> _Supplied passage_:
MEng Chemical Engineering with Industrial Experience

Year of entry: 2024

Course unit details:
Process Heat Transfer

Course unit fact file
Unit code CHEN10092
Credit rating 10
Unit level Level 1
Teaching period(s) Semester 2
Available as a free choice unit? No

Overview

Fundamentals of Heat Transfer: heat transfer mechanisms including conduction, convection and radiation, and their underlying laws (Fourier’s law, Newton’s law of cooling and Stefan-Boltzmann Law); concept of heat transfer rate (driving force/resistance); basics of heat transfer with phase change including condensation (e.g. filmwise condensation) and boiling (e.g. pool boiling), basics of heat exchangers (including condensers and reboilers/vaporisers)

 

Heat transfer applications: heat loss, insulation, transient heat transfer, basics for designing shell-and-tube heat exchangers (e.g. overall heat transfer coefficient, fouling, effective temperature differences, log mean temperature difference, correction factor for different shell and tube configurations and design, rating and simulation of shell-and-tube heat exchangers (including condensers and reboilers).

> _Items_:
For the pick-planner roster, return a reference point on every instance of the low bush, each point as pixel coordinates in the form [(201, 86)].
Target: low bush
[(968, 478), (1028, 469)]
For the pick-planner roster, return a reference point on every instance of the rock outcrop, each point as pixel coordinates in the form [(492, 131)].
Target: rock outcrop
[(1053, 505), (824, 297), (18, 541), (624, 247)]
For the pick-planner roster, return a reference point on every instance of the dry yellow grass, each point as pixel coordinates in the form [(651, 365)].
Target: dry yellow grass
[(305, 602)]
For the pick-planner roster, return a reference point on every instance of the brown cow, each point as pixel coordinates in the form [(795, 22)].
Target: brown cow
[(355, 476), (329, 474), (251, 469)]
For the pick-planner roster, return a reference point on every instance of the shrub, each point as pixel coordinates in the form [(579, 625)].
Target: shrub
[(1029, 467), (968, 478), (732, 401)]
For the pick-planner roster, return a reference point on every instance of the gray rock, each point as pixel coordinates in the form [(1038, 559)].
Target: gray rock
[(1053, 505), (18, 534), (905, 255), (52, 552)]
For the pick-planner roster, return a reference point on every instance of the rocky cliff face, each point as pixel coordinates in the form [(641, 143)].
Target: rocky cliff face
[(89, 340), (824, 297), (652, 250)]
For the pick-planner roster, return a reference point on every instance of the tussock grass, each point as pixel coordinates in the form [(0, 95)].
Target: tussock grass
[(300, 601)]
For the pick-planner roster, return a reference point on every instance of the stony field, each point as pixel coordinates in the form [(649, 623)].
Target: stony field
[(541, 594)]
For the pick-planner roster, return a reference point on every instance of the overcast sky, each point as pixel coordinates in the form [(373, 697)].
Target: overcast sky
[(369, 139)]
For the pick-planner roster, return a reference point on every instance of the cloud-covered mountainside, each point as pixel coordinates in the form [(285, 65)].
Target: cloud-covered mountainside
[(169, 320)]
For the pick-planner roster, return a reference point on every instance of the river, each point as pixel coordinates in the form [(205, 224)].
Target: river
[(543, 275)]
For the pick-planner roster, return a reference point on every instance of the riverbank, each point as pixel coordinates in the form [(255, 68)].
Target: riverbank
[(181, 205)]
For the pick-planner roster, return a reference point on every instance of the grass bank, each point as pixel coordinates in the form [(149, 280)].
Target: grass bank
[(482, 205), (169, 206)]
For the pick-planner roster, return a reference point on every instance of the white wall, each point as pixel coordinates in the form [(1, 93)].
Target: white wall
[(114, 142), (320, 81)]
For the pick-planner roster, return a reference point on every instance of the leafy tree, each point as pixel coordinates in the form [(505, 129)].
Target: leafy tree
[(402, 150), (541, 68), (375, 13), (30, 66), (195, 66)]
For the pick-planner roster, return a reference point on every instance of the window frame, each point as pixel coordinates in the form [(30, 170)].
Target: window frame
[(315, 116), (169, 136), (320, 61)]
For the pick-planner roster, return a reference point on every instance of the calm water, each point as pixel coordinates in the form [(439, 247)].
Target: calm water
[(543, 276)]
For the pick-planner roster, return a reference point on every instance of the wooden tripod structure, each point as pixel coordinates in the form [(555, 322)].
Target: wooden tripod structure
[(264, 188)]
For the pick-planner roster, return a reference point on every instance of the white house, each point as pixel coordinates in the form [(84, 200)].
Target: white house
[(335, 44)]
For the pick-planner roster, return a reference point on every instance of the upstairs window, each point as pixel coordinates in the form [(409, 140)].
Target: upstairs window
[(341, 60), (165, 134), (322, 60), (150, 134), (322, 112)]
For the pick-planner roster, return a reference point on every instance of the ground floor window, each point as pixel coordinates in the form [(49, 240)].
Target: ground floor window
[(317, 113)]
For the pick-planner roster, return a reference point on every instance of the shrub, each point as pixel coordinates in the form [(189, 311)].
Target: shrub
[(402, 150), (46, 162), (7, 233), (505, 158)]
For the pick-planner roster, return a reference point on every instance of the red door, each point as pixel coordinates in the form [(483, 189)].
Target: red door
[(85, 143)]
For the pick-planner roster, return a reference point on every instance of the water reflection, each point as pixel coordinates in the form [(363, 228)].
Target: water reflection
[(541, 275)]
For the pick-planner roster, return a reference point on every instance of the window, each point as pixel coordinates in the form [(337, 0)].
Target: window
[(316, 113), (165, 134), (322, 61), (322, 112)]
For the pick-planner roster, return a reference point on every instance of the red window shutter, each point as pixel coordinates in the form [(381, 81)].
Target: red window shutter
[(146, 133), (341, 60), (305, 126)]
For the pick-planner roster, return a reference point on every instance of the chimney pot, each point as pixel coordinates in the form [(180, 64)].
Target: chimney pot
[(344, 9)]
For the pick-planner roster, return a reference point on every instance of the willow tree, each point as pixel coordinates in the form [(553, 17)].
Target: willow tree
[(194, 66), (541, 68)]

> _Stated goal_: Extend the Process Heat Transfer course unit page from where it stops.

> _Output_:
Aims

The unit aims to:

 To introduce the fundamentals of heat transfer science and the heat transfer applications related to chemical engineering with emphasis on the design of shell-and-tube heat exchangers (including reboilers and condensers)

Learning outcomes

ILO 1.Explain basic concepts in heat transfer and the three heat transfer mechanisms in relation to their governing laws

ILO 2.Explain general heat transfer equations and the concept of thermal resistance

ILO 3.Describe the heat transfer with phase changes, i.e. condensation and pool boiling

ILO 4.Explain and calculate thermal radiation problems in enclosed systems, insulation problems and transient heating/cooling problems

ILO 5.Describe heat exchangers and their classifications (including condensers and reboilers)

ILO 6. Design of heat exchangers (sizing and rating problems) including condensers and reboilers

Teaching and learning methods

  • Lectures provide fundamental aspects supporting the critical learning of the module and will be delivered as pre-recorded asynchronous short videos via our virtual learning environment.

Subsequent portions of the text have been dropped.